- Records provided:
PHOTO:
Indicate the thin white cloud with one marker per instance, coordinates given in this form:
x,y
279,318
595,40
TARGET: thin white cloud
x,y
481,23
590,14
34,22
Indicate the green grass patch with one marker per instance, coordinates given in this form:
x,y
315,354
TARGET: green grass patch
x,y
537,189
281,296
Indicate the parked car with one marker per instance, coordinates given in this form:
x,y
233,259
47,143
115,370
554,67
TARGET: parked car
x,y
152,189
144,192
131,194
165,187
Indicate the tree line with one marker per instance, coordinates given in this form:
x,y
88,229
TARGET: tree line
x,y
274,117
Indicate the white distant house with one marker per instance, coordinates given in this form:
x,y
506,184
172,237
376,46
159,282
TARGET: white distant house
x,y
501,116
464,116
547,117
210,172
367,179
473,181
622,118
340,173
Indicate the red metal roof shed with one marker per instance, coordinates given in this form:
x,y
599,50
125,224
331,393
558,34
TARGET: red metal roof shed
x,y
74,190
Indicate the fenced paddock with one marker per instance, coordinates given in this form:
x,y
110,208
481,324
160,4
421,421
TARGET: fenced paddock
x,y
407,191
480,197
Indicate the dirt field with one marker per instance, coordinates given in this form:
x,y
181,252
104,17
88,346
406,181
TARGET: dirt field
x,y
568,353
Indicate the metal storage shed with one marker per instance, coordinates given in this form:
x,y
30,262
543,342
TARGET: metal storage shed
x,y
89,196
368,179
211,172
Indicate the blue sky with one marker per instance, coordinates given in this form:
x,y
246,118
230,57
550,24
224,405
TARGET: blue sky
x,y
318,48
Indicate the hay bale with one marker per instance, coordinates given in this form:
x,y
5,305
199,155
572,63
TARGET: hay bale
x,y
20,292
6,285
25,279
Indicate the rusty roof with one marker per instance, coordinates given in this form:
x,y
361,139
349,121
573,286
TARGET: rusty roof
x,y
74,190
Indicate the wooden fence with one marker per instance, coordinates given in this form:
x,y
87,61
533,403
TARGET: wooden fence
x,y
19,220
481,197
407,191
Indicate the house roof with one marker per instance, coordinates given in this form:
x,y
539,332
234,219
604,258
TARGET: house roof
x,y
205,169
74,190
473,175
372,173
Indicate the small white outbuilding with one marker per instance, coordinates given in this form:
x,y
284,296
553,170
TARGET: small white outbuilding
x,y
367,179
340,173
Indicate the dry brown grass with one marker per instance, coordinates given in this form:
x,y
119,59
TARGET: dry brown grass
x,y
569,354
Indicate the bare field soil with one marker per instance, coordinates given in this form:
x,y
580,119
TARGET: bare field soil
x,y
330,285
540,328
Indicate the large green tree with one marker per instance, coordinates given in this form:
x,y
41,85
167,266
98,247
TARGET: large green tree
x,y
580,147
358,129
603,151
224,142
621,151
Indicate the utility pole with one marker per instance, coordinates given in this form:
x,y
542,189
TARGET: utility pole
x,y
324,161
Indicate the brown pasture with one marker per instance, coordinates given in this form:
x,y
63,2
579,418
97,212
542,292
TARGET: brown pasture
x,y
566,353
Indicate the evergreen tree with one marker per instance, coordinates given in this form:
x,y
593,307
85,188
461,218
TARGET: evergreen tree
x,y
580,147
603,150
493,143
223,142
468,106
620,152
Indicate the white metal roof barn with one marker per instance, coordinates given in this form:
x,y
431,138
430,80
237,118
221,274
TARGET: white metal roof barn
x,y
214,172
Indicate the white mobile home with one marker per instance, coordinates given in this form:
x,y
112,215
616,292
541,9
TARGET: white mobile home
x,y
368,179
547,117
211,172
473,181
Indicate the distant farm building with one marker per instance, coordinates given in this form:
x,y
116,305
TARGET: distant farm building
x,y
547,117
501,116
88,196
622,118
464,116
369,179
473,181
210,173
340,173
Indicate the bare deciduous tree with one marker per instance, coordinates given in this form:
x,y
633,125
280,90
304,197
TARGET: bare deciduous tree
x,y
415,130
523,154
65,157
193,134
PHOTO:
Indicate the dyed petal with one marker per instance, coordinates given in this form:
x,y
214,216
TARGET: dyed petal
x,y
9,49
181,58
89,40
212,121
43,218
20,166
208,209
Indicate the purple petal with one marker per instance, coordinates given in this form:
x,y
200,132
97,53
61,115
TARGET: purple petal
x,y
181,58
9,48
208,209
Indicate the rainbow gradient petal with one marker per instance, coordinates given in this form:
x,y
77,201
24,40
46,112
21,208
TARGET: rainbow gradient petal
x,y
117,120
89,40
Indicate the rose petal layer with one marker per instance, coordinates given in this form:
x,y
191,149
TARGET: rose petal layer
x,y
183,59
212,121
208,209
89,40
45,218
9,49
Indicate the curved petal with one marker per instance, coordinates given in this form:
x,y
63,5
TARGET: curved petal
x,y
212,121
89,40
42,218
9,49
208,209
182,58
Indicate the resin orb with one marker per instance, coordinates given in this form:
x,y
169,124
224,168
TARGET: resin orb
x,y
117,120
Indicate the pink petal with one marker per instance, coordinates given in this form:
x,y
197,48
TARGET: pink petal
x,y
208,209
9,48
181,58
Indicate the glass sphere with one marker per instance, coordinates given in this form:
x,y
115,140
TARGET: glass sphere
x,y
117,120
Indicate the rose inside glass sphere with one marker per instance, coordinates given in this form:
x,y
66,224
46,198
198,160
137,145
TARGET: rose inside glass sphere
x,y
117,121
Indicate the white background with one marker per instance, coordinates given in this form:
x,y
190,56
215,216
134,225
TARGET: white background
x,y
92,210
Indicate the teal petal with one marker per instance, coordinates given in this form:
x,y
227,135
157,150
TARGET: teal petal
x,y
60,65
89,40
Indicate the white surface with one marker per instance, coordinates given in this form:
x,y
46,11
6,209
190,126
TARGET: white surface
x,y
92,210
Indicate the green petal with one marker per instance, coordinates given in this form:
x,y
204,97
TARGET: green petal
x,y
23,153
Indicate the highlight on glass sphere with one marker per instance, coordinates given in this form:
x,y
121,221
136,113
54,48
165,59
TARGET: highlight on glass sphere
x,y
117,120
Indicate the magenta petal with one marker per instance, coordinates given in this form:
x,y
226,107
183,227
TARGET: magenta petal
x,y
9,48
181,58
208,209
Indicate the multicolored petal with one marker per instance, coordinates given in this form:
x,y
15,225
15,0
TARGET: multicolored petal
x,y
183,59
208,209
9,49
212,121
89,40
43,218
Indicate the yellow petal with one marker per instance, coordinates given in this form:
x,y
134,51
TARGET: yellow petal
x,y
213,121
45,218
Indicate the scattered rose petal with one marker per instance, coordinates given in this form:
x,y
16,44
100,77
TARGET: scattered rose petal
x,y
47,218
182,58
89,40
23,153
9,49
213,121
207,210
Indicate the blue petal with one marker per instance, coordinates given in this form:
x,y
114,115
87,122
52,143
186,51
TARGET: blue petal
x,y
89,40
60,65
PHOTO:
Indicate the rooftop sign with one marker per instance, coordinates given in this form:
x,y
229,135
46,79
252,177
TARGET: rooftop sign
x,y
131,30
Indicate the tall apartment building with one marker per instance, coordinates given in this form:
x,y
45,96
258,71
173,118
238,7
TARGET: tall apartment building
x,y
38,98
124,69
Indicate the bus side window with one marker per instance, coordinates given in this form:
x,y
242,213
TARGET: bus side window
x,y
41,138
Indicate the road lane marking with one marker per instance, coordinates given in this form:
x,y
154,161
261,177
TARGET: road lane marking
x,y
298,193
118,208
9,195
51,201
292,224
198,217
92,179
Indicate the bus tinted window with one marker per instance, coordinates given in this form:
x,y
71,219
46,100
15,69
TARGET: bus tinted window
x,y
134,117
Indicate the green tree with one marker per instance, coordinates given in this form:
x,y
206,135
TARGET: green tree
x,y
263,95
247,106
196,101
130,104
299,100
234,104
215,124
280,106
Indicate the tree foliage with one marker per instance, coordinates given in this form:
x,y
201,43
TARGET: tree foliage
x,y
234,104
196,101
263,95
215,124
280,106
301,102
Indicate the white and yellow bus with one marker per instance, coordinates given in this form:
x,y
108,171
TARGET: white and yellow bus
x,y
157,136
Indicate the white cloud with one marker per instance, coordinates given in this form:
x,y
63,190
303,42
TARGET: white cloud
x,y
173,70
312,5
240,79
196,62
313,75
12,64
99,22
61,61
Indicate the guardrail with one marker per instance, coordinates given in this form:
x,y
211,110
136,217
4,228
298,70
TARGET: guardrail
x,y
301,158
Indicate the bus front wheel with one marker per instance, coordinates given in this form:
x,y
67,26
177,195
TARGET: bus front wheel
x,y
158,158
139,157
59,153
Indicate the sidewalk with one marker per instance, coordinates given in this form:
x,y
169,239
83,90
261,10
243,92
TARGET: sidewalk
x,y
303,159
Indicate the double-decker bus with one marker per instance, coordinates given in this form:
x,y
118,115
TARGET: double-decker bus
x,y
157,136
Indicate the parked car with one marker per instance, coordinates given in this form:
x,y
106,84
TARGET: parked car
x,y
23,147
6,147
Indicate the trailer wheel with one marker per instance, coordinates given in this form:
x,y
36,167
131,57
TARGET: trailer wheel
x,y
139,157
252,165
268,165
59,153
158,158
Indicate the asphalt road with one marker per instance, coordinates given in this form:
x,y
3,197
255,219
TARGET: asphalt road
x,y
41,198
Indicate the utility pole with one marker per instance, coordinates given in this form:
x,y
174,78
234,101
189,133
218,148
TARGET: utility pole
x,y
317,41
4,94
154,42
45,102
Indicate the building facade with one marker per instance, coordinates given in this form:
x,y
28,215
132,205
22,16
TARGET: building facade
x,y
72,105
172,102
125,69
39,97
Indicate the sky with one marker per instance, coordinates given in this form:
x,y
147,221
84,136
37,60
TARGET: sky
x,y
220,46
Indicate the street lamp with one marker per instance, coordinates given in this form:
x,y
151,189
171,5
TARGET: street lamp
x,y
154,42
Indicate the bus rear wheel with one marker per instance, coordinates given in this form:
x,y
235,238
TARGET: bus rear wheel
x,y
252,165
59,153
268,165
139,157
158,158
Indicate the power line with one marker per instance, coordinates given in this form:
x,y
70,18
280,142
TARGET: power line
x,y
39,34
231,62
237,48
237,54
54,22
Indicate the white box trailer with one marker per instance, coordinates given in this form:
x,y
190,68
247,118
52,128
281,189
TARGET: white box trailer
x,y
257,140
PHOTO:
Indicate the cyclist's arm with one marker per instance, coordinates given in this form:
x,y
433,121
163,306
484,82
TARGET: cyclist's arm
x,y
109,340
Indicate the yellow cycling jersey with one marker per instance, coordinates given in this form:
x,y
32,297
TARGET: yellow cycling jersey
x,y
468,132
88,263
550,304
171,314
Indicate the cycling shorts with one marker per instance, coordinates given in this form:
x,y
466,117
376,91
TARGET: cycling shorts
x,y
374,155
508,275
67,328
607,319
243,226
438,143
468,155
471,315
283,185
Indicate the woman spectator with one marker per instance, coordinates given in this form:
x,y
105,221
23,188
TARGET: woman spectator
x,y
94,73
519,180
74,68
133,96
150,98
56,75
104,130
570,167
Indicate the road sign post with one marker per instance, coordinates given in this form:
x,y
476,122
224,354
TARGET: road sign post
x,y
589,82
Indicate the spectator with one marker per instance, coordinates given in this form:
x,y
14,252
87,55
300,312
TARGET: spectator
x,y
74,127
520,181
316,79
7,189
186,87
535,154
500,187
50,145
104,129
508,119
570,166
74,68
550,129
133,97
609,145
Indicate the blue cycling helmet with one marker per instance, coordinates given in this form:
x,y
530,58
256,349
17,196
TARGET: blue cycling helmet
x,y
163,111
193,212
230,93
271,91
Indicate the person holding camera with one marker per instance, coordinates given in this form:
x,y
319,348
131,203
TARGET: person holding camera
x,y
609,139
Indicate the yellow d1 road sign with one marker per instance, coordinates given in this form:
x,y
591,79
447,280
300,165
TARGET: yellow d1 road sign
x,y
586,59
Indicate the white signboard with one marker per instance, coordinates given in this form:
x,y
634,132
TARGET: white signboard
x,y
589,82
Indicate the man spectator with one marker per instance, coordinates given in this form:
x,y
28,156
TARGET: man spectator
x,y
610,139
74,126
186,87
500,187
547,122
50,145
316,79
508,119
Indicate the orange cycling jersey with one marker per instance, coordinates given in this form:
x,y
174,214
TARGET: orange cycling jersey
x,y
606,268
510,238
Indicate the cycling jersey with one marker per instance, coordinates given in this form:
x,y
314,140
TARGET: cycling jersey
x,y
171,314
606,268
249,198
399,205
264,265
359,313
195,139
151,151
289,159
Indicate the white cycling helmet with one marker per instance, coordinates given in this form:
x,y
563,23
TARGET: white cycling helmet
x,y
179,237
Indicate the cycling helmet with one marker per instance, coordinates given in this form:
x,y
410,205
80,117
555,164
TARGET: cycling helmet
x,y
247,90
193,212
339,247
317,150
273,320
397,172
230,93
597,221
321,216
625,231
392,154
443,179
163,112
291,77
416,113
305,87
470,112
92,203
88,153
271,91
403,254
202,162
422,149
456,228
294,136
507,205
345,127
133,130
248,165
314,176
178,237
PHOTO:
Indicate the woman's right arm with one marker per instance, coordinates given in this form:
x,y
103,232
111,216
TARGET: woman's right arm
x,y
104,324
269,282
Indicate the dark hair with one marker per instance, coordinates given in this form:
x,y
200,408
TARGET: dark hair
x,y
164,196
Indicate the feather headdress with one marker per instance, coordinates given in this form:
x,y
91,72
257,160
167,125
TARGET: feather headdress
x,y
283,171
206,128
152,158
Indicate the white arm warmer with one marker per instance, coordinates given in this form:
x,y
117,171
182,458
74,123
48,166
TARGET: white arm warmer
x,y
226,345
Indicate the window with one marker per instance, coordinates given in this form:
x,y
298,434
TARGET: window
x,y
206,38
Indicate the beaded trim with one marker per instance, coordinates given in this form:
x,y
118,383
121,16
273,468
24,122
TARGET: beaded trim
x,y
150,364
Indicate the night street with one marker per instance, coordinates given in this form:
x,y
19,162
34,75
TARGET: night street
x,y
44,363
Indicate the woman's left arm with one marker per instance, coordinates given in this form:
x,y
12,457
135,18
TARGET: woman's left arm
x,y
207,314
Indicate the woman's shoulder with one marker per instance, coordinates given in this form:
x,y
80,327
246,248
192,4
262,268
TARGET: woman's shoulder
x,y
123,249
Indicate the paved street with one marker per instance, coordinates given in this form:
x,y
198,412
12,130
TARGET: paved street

- Your objective:
Can you quote exactly the lines from the one containing "Indicate the white arm" through the last line of the records above, and nothing else?

- Solution to the problem:
Indicate the white arm warmer with one marker per instance, coordinates given in this form:
x,y
117,171
182,458
74,123
48,166
TARGET: white arm warmer
x,y
226,345
Indicate the window with one marker per instance, coordinates given in this form:
x,y
298,434
TARGET: window
x,y
206,38
Indicate the beaded trim with one marker per instance, coordinates given in this form:
x,y
118,383
121,16
273,468
24,122
TARGET: beaded trim
x,y
150,364
Indicate the night street with one marker per instance, coordinates given in this form:
x,y
19,162
34,75
TARGET: night street
x,y
44,363
Indicate the woman's left arm with one marker per instance, coordinates given in this form:
x,y
12,457
135,18
TARGET: woman's left arm
x,y
207,314
Indicate the woman's shoulder with one marker per instance, coordinates given in this form:
x,y
80,327
246,248
192,4
262,268
TARGET: woman's shoulder
x,y
123,249
Indicate the paved street with one marker per instance, coordinates given in this form:
x,y
198,412
12,130
TARGET: paved street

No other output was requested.